Copy the setup instructions starting with "pip install -r" and going on through "or higher installed.", changing "Gradio" to "Streamlit".

*Excerpt*
────────
1. Install Dependencies

pip install -r requirements.txt

Note: This project uses Gradio 6.0.2, which includes improved performance and updated APIs. Make sure you have Python 3.8 or higher installed.

2. Run the Application

python app.py

The application will launch and be accessible at http://localhost:7860 in your web browser.

Usage

  1. Upload Data: Navigate to the "Data Upload & Preview" tab and upload a CSV or Excel file
  2. View Statistics: Go to "Statistics & Profiling" to see comprehensive data statistics
  3. Apply Filters: Use "Filter & Explore" to filter your data by column values
  4. Create Visualizations: Visit "Visualizations" to create interactive charts
  5. Generate Insights: Check "Insights" for automated data insights
  6. Export Data: Use "Export" to download filtered data or visualizations

Aggregation Methods

The dashboard supports multiple aggregation methods for visualizations:

  • Sum: Adds all values together (useful for totals, volumes)
────────
*Stored data*
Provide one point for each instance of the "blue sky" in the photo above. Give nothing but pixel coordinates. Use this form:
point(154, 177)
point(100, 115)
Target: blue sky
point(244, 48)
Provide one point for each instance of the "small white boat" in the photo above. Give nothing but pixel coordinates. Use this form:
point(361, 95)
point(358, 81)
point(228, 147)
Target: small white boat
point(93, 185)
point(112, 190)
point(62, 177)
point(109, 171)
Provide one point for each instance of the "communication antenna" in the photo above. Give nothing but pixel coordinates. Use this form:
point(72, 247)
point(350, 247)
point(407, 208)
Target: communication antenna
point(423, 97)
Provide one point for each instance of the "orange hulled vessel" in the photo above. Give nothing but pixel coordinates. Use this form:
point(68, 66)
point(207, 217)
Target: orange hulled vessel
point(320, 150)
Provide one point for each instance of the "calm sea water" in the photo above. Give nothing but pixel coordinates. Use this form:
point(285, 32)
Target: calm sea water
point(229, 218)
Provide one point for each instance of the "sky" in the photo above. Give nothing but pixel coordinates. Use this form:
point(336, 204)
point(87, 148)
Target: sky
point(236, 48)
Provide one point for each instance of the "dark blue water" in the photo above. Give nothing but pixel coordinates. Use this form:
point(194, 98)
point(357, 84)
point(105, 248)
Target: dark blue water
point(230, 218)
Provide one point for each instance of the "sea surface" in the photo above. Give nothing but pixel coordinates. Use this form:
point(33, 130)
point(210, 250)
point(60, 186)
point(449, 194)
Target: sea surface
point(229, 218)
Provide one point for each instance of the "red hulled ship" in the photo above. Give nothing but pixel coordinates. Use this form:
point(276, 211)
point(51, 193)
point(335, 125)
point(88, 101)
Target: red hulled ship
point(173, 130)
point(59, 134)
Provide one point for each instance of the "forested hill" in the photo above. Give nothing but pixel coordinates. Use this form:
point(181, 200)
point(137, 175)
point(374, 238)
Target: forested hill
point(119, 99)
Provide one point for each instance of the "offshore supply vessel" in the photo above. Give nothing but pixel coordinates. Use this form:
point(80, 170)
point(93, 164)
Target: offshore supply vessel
────────
*Answer to the task*
pip install -r requirements.txt

Note: This project uses Streamlit 6.0.2, which includes improved performance and updated APIs. Make sure you have Python 3.8 or higher installed.